• _What needs to be done_: Gather every line in the rows that contains the string "foundation", copying each line as it appears.

[Excerpts from point annotation data]
· · ·

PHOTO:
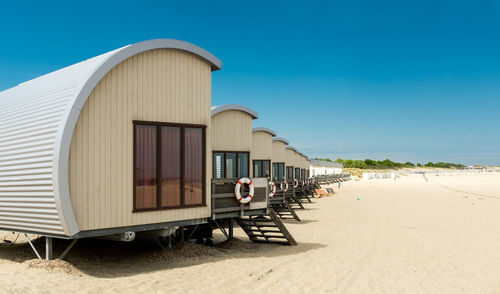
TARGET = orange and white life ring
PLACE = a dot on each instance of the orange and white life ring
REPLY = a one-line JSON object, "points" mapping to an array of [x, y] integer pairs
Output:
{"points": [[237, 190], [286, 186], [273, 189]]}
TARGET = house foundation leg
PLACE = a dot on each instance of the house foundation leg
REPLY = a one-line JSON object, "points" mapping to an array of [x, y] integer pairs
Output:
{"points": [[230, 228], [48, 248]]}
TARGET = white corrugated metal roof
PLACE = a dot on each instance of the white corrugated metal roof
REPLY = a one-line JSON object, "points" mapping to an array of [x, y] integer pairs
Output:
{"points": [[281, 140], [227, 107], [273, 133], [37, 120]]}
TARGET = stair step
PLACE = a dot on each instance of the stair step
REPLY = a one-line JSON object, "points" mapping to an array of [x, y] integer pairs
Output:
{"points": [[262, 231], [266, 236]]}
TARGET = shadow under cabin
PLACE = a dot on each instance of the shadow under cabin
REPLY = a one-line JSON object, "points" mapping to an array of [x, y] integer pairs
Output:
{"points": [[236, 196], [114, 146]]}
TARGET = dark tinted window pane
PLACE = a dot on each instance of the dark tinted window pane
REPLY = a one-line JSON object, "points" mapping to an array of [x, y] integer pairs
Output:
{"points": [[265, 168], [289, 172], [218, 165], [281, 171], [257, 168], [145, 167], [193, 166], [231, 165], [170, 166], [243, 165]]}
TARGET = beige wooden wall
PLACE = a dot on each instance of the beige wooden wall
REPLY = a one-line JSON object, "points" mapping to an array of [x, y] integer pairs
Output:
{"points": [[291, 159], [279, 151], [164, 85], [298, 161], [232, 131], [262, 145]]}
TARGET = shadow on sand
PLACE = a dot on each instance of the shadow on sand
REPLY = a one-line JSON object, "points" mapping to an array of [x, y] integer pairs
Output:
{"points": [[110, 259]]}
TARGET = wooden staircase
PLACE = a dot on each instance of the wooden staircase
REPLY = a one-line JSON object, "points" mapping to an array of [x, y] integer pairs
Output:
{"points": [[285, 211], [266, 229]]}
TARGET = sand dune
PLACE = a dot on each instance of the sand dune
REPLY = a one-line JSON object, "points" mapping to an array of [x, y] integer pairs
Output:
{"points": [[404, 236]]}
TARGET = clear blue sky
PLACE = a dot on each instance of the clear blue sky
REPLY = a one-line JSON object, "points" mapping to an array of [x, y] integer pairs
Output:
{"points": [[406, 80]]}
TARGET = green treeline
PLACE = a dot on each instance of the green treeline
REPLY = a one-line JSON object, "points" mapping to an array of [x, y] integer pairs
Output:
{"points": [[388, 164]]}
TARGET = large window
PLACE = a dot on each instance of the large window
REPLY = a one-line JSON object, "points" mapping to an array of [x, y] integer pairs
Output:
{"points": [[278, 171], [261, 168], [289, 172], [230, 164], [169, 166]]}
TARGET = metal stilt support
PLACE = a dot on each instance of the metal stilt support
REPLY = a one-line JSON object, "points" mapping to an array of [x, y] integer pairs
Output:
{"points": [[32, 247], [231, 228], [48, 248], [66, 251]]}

· · ·

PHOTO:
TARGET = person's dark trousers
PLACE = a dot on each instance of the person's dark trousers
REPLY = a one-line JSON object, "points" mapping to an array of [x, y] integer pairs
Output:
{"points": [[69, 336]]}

· · ·

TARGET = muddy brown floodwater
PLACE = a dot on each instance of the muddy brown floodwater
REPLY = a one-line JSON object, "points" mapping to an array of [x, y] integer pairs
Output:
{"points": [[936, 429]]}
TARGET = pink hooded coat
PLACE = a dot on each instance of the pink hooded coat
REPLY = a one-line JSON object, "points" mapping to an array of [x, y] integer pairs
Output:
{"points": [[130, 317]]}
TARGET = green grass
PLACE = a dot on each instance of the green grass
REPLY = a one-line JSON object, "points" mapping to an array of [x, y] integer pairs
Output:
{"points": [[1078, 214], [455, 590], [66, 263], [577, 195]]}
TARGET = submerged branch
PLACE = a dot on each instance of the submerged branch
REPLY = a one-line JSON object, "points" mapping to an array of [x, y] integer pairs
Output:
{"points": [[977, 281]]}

· · ·

• _Correct response_:
TARGET = house foundation leg
PLACE = a dot on each instance of the house foundation leg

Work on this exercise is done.